*** Extract provided Section Begins ***
Oprah’s Book Club

What is with Oprah’s book club selections? I have practically gone to a “if it was on Oprah’s list, avoid it” mentality with these books. They are all gloom, doom, abusive, unloving and melancholy tales. There may be a few pick-me-ups here and there, but those would be exceptions. Examples:

The Deep End of the Ocean by Jacquelyn Mitchard was the very first book in Oprah’s book club, started in 1996. Summary: The Deep End of the Ocean imagines every mother’s worst nightmare–the disappearance of a child–as it explores a family’s struggle to endure, even against extraordinary odds.

Stones from the River by Ursula Hegi: The protagonist is Trudi Montag, a Zwerg — the German word for dwarf woman. As a dwarf she is set apart, the outsider whose physical “otherness” has a corollary in her refusal to be a part of the fictional town of Burgdorf’s silent complicity during and after World War II. Trudi establishes her status and power, not through beauty, marriage, or motherhood, but rather as the town’s librarian and relentless collector of stories. Through Trudi’s unblinking eyes, we witness the growing impact of Nazism on the ordinary townsfolk of Burgdorf as they are thrust on to a larger moral stage and forced to make choices that will forever mark their lives.
*** Extract provided Section Ends ***
*** Dataset excerpts Section Begins ***
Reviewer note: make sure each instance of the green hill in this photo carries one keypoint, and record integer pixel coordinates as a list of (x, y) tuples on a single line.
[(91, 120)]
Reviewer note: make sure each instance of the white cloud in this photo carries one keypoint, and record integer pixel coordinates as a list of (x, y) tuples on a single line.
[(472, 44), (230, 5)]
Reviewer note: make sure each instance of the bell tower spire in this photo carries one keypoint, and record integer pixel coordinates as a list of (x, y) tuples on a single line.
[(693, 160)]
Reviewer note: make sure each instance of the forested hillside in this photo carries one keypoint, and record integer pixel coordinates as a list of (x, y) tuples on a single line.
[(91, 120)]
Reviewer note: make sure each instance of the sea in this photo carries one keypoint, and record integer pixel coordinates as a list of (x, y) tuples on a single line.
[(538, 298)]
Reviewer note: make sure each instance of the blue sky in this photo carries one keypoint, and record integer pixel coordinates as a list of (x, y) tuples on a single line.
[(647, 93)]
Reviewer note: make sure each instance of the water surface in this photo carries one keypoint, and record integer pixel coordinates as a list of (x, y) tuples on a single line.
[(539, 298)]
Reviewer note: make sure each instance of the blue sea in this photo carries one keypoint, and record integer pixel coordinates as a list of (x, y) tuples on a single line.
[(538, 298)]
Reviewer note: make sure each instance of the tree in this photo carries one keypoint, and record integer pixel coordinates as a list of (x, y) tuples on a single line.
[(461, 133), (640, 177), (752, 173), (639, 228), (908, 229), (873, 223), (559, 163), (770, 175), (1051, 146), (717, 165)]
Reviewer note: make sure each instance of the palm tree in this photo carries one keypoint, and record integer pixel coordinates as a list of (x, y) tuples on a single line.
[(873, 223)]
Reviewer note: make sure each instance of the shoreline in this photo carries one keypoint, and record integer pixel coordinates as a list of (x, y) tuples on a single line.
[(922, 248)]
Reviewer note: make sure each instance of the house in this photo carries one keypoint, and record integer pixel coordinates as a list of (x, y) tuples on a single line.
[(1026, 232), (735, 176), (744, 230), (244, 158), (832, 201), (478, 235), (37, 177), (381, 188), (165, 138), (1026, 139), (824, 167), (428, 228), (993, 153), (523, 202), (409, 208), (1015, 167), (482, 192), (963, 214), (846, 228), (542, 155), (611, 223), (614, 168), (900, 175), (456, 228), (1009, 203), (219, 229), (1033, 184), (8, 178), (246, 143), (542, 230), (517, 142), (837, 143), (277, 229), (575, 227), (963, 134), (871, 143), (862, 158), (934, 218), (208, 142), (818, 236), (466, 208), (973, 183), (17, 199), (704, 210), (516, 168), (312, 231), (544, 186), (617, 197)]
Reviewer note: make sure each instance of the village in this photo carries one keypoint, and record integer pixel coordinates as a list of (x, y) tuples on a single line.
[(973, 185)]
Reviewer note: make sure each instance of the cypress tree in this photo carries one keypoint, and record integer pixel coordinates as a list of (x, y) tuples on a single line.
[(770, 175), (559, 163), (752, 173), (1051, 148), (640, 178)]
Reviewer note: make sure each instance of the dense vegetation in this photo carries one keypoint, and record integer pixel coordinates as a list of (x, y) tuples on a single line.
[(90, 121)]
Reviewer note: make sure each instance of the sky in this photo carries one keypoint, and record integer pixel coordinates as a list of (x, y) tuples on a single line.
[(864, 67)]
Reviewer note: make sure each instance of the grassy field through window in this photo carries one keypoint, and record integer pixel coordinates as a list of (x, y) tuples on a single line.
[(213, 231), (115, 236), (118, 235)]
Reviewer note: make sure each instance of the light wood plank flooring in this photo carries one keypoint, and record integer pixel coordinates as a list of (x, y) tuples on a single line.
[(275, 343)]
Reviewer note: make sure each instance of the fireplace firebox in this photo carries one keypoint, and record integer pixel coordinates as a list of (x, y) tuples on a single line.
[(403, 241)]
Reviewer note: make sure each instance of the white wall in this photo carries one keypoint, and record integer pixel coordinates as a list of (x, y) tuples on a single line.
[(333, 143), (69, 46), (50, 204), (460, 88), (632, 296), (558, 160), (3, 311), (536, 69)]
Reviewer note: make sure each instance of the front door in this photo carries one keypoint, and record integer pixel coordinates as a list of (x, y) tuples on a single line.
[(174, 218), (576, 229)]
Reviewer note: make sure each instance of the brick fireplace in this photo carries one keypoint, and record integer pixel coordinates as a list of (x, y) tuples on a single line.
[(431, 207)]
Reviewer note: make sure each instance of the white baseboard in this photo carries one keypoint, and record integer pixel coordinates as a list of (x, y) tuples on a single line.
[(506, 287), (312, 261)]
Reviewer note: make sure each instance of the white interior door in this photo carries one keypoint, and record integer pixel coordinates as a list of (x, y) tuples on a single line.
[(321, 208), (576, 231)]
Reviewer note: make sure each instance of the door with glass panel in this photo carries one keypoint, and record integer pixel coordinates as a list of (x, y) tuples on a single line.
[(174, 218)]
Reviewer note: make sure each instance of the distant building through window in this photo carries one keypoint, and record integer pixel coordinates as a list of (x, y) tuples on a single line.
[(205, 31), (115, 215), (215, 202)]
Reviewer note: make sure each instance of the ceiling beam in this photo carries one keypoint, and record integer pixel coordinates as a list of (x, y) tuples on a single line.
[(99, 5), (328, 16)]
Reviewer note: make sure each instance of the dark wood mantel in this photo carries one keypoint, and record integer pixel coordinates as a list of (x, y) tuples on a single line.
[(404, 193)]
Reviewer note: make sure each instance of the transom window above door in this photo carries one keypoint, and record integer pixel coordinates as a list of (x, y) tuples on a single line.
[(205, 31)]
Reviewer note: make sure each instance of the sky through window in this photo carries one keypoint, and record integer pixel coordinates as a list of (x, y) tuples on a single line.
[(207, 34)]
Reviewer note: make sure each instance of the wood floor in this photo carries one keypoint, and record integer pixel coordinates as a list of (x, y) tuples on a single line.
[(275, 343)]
*** Dataset excerpts Section Ends ***
→ What needs to be done
From the blog post on Oprah's book club, print the passage starting at "Stones from the" and ending at "mark their lives.". The records are drawn from a different source than the text.

→ Task answer
Stones from the River by Ursula Hegi: The protagonist is Trudi Montag, a Zwerg — the German word for dwarf woman. As a dwarf she is set apart, the outsider whose physical “otherness” has a corollary in her refusal to be a part of the fictional town of Burgdorf’s silent complicity during and after World War II. Trudi establishes her status and power, not through beauty, marriage, or motherhood, but rather as the town’s librarian and relentless collector of stories. Through Trudi’s unblinking eyes, we witness the growing impact of Nazism on the ordinary townsfolk of Burgdorf as they are thrust on to a larger moral stage and forced to make choices that will forever mark their lives.